Start of DATASET

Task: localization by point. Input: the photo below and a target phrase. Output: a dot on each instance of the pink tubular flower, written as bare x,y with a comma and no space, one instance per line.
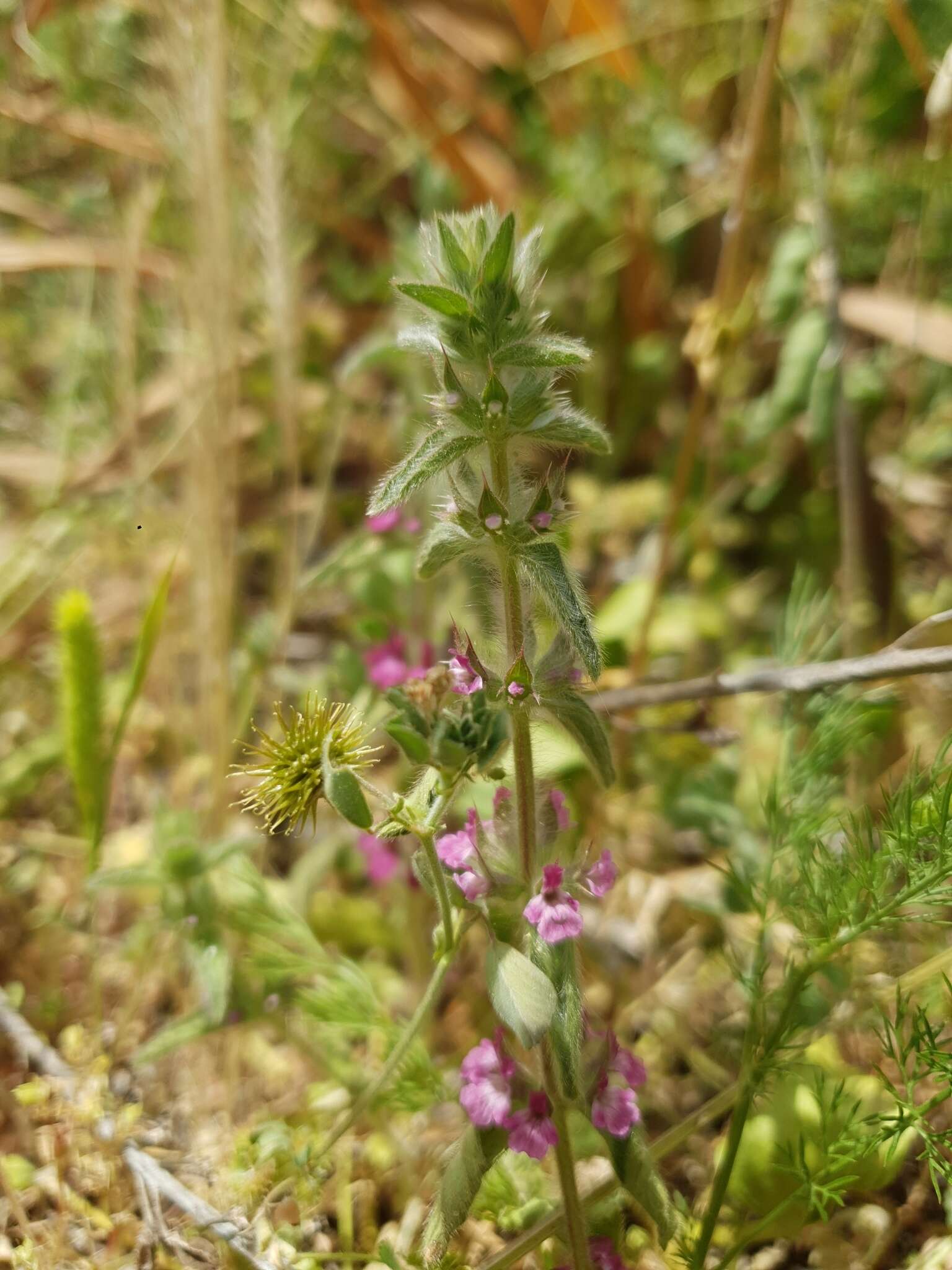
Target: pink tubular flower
602,876
622,1061
385,522
553,912
603,1255
615,1109
559,806
380,858
466,681
456,849
531,1130
487,1072
471,884
386,667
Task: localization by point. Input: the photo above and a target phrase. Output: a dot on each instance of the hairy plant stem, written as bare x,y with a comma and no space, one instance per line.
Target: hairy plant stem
526,824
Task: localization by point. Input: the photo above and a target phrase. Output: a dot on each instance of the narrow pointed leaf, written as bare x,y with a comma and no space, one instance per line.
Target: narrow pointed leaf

End of DATASET

WORK TO DO: Copy the entries above word for word, from the first line to the last, but leave out the pictures.

ANSWER IN FULL:
Task: localization by point. Input: the photo below and a target phrase. Output: a dot on each instance of the pink tubular flower, written as bare x,y with a comma and no space, one instance per line.
Target: pink tubular flower
602,876
622,1061
385,522
553,912
603,1255
615,1109
559,806
380,858
466,681
456,849
531,1130
487,1072
471,884
386,667
Task: localization by point. Input: the photo above and a target phrase. Output: a dot on each instance of the hairy plant stem, written as bare x,y with a comma and no space, one instance per line.
Target: hairy plant stem
526,824
Task: localization by point. Input: the photo above and a target phrase. Output: a dot on each instance of the narrow pointed leaf, written as bare x,y with a comma and no space, one instance per line.
Target: narrow pointed leaf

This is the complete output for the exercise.